--- What you should do ---
Reproduce every line of the following entries verbatim, leaving out the picture placeholders.

(Coordinate annotation entries)
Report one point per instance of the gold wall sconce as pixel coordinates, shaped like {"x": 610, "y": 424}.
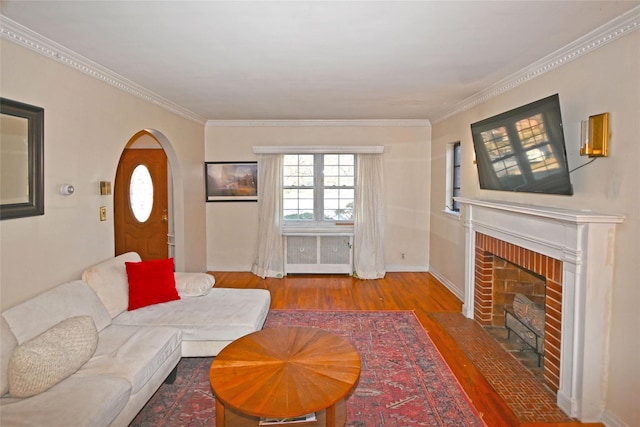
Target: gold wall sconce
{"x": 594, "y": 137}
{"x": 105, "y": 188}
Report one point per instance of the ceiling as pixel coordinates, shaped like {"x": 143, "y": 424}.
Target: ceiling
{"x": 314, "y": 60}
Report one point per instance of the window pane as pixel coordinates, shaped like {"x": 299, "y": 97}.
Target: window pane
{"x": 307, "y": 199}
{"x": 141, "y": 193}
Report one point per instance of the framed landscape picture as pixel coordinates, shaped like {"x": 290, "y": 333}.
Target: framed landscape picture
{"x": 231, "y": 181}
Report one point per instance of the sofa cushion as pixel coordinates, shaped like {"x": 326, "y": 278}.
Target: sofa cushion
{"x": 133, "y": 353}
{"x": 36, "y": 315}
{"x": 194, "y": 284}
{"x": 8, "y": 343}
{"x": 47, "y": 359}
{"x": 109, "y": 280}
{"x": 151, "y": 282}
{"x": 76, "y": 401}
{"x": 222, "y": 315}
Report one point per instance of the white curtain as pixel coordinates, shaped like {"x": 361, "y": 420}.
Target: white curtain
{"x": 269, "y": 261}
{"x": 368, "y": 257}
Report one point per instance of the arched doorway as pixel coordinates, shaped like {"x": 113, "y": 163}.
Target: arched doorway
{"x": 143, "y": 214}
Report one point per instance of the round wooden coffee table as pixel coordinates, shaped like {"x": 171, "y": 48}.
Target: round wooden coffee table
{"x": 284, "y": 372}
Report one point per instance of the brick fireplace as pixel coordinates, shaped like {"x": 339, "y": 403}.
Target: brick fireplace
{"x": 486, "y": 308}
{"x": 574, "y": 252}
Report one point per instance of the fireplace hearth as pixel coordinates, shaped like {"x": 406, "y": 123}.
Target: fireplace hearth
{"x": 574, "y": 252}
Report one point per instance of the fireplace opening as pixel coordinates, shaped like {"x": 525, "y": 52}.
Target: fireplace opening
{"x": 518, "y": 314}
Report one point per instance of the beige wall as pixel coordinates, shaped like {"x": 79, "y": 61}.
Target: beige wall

--- The reply ---
Report one point per instance of the gold wall sconce as pixel coordinates, shaped like {"x": 610, "y": 424}.
Target: gold wall sconce
{"x": 594, "y": 137}
{"x": 105, "y": 188}
Report one point per instance of the ceiling as pixel coordinates, shaped like {"x": 143, "y": 424}.
Target: ceiling
{"x": 314, "y": 60}
Report one point per instance of the window pane as pixel coordinates, shaped like {"x": 299, "y": 97}.
Target: window pane
{"x": 307, "y": 199}
{"x": 141, "y": 193}
Report one point per instance of the framed landscape picture as pixel coordinates, shaped like {"x": 290, "y": 333}.
Target: framed landscape picture
{"x": 231, "y": 181}
Report one point per instance of the sofa cushion as pixel coordinates, shaped like {"x": 326, "y": 278}.
Target: sofa cushion
{"x": 133, "y": 353}
{"x": 36, "y": 315}
{"x": 194, "y": 284}
{"x": 8, "y": 343}
{"x": 47, "y": 359}
{"x": 109, "y": 280}
{"x": 151, "y": 282}
{"x": 76, "y": 401}
{"x": 222, "y": 315}
Report one point per instance of the white curtain as pixel coordinates, shaped like {"x": 361, "y": 420}.
Target: white curtain
{"x": 269, "y": 261}
{"x": 368, "y": 257}
Report one point per instance of the arched doorway as pixel coordinates, shaped like {"x": 113, "y": 163}.
Target: arched doorway
{"x": 143, "y": 214}
Report one point per instance of the round wooden coffee table as pixel coordinates, shaped like {"x": 171, "y": 48}.
Target: round wooden coffee table
{"x": 284, "y": 372}
Report one point per instance of the brick fireplace as pixel coordinates, shaped like {"x": 339, "y": 403}.
Target: brick fireplace
{"x": 486, "y": 308}
{"x": 574, "y": 252}
Report one point per instance of the fireplace hearth as pixel coordinates, shaped like {"x": 406, "y": 123}.
Target: fireplace hearth
{"x": 574, "y": 252}
Report one point per instance of the fireplace opening as pixel coordinates, shaped like {"x": 525, "y": 52}.
Target: fireplace opening
{"x": 518, "y": 314}
Report one point per instance of the beige wall as pixel coordinates, shaped like {"x": 79, "y": 61}.
Target: beige wall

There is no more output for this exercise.